• [What is needed] Shift every coordinate in the answer points by adding 59 to each number, and rewrite the items starting with the line with "target | boy's knee" and going on through the line with "<point>724,538</point>", both included, with their requests. Leave the sample points and all other lines unchanged.

Point labeling dataset excerpts:

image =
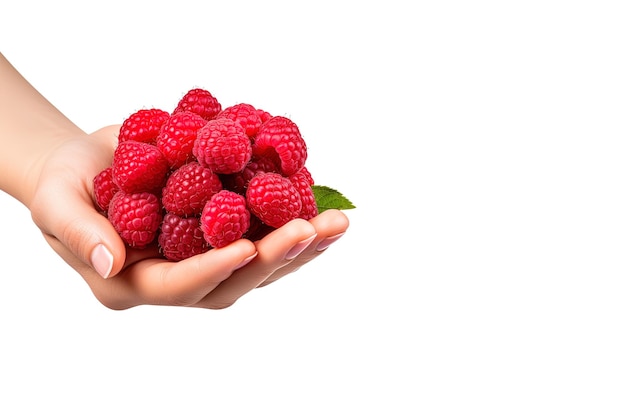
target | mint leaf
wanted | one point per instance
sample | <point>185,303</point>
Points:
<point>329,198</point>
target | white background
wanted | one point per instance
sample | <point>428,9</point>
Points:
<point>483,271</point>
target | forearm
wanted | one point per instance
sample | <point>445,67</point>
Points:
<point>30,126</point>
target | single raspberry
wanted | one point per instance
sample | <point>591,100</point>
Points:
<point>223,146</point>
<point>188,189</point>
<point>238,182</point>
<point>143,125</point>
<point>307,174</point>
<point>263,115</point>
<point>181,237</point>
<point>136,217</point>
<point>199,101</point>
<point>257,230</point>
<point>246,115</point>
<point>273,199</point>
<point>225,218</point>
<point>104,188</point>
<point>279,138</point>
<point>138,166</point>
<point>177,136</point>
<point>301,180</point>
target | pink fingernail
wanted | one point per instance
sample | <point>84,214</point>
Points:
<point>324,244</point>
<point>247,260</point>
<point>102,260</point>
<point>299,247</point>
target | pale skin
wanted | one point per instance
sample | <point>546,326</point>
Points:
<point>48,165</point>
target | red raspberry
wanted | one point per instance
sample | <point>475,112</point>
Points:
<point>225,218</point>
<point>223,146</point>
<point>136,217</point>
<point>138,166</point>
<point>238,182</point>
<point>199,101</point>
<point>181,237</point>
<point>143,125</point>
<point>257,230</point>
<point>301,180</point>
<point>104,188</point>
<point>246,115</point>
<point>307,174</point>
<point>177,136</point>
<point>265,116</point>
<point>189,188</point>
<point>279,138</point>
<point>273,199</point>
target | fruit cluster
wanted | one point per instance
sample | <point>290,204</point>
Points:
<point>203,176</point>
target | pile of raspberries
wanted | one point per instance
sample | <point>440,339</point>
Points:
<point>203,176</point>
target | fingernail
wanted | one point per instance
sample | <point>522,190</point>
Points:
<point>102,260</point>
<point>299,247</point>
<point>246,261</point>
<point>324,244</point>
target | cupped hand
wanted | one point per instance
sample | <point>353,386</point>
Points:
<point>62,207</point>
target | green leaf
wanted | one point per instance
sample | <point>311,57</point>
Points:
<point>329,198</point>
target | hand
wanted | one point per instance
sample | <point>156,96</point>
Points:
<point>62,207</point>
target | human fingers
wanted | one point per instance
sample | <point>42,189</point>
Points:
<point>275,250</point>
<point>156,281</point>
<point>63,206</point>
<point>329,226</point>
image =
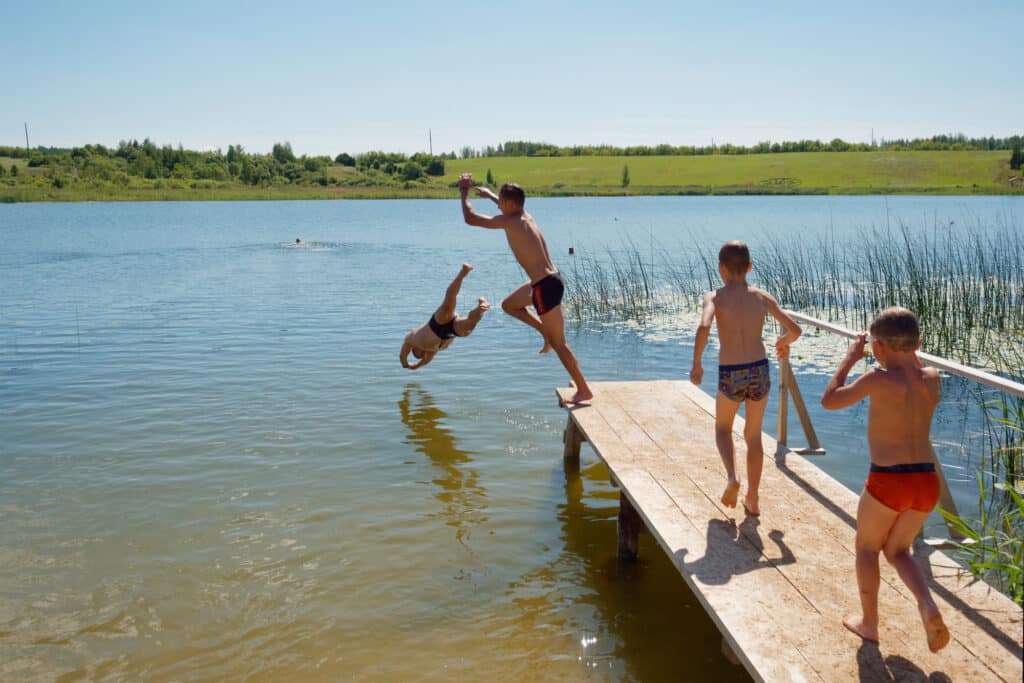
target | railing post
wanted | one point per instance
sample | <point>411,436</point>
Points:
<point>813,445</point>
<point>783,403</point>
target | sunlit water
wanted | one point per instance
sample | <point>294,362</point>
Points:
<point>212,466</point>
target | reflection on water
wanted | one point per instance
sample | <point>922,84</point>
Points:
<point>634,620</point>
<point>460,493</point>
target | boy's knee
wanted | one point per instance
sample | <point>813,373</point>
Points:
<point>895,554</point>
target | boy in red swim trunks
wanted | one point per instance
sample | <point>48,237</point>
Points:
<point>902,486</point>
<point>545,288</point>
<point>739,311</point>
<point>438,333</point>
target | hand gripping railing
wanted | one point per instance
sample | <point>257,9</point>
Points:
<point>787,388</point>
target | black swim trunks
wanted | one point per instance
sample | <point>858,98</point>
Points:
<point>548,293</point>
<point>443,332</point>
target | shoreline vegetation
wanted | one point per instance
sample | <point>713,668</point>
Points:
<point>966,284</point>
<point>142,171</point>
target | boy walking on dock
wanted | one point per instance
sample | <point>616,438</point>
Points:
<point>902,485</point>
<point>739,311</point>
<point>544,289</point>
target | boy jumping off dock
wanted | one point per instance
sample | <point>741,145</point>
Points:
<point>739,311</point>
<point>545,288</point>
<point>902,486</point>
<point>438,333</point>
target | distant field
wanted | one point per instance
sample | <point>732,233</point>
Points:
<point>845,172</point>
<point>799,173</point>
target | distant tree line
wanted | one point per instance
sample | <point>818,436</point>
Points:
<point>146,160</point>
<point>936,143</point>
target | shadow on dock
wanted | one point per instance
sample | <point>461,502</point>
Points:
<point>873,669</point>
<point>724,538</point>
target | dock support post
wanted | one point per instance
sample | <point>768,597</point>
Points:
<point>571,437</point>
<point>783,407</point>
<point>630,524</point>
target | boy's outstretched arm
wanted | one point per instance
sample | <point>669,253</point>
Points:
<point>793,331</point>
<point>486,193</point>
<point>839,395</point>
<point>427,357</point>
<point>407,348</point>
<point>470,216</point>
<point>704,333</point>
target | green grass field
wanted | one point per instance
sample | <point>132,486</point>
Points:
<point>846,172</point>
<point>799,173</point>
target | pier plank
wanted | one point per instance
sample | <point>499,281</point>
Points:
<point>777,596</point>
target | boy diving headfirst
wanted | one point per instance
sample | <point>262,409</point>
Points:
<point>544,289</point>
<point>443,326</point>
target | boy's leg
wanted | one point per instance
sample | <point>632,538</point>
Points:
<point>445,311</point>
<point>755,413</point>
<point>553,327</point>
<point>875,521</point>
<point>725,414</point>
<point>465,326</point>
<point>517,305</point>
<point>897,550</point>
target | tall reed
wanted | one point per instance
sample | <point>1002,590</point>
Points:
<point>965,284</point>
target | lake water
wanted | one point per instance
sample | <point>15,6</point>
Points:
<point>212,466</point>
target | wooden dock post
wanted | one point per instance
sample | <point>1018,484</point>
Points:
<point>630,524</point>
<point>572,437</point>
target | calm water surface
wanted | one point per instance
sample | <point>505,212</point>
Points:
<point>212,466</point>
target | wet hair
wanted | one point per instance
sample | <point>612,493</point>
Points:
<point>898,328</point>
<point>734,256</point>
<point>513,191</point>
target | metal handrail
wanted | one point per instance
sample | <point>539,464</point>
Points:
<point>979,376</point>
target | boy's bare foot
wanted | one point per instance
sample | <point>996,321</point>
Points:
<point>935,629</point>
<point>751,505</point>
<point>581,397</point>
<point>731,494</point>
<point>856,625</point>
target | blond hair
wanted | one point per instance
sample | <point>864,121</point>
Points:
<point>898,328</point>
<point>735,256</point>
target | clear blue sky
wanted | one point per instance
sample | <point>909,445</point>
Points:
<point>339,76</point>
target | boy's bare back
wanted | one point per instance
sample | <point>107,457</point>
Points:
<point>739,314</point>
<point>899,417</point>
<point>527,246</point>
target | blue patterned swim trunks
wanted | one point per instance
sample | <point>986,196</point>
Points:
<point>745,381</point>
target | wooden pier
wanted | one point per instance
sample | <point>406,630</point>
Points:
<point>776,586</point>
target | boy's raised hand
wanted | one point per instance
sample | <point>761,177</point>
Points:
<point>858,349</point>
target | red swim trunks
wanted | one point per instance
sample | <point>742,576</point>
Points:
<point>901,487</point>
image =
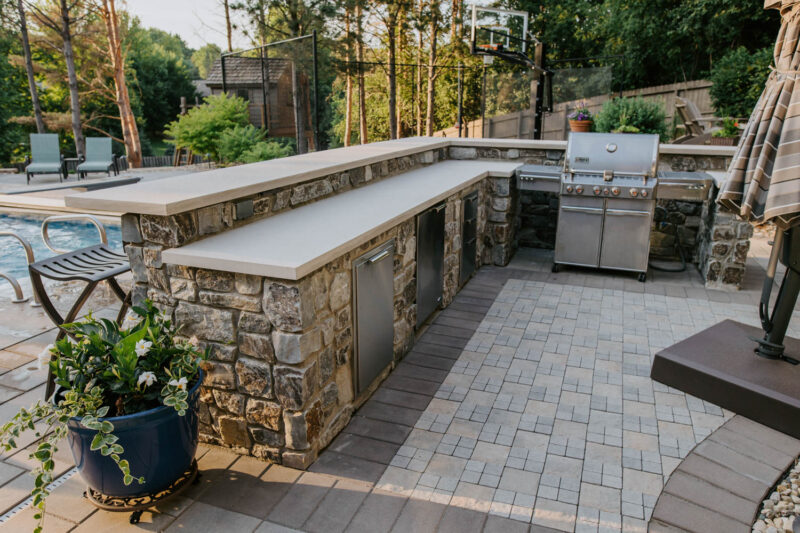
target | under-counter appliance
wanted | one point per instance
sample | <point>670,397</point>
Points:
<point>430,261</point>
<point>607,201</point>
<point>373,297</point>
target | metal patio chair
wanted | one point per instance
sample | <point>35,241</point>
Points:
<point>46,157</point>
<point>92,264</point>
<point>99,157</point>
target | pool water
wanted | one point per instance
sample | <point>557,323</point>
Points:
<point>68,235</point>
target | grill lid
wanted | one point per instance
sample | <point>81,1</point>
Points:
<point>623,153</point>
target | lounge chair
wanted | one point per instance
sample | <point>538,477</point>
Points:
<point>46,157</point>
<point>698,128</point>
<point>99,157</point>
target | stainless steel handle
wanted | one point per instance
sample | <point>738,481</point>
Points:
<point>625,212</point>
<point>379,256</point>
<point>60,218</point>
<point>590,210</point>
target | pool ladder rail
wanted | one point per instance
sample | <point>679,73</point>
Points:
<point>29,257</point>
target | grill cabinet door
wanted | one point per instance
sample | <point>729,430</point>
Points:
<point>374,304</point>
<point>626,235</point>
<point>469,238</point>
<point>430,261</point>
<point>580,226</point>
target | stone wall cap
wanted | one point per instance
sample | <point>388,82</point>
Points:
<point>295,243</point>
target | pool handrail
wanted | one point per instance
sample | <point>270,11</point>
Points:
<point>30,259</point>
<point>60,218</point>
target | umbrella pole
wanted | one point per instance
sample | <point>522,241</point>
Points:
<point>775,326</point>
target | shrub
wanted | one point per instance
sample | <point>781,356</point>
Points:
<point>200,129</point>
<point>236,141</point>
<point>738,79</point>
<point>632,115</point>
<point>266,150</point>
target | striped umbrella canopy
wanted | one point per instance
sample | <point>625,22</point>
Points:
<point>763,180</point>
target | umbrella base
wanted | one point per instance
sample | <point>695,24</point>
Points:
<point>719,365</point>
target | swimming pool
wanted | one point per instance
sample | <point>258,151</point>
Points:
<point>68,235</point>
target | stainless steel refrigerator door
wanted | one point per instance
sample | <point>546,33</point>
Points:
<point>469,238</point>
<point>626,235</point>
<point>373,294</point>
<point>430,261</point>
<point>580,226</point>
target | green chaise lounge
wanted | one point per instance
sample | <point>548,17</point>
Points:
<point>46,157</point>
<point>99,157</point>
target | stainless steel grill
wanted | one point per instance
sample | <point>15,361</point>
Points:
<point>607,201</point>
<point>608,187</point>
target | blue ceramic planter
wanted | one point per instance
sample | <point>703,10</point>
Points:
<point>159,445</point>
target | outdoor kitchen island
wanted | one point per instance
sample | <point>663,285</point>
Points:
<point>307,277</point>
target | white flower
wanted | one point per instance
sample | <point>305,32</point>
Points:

• [Expected answer]
target | boy's knee
wanted | one point per instance
sample | <point>813,373</point>
Points:
<point>954,613</point>
target | boy in red swim trunks
wanted | one point per instance
sample | <point>48,237</point>
Points:
<point>961,545</point>
<point>604,347</point>
<point>798,370</point>
<point>497,392</point>
target | hand gripping railing
wanted | one point per instance
sample | <point>257,9</point>
Points:
<point>846,447</point>
target | black swim trunks
wanted | one point per instance
sample | <point>858,98</point>
Points:
<point>607,352</point>
<point>502,391</point>
target | shoreline vegetation
wanted | one point per instance
sample | <point>713,668</point>
Points:
<point>1025,343</point>
<point>201,230</point>
target | boy walking on dock
wanted | one point per instance
sample | <point>616,438</point>
Points:
<point>961,544</point>
<point>798,370</point>
<point>603,348</point>
target | boy jumping off dock
wanted | one point per instance
sample | <point>741,145</point>
Points:
<point>798,370</point>
<point>604,347</point>
<point>961,545</point>
<point>497,392</point>
target | distant field
wanted | one point per instance
sample | <point>732,233</point>
Points:
<point>904,231</point>
<point>858,232</point>
target | distant tree line
wanted | one point per instance
sample | <point>818,436</point>
Points:
<point>205,219</point>
<point>995,202</point>
target | shadow on dock
wanted | one point per instance
sample | <point>461,502</point>
Points:
<point>932,728</point>
<point>783,597</point>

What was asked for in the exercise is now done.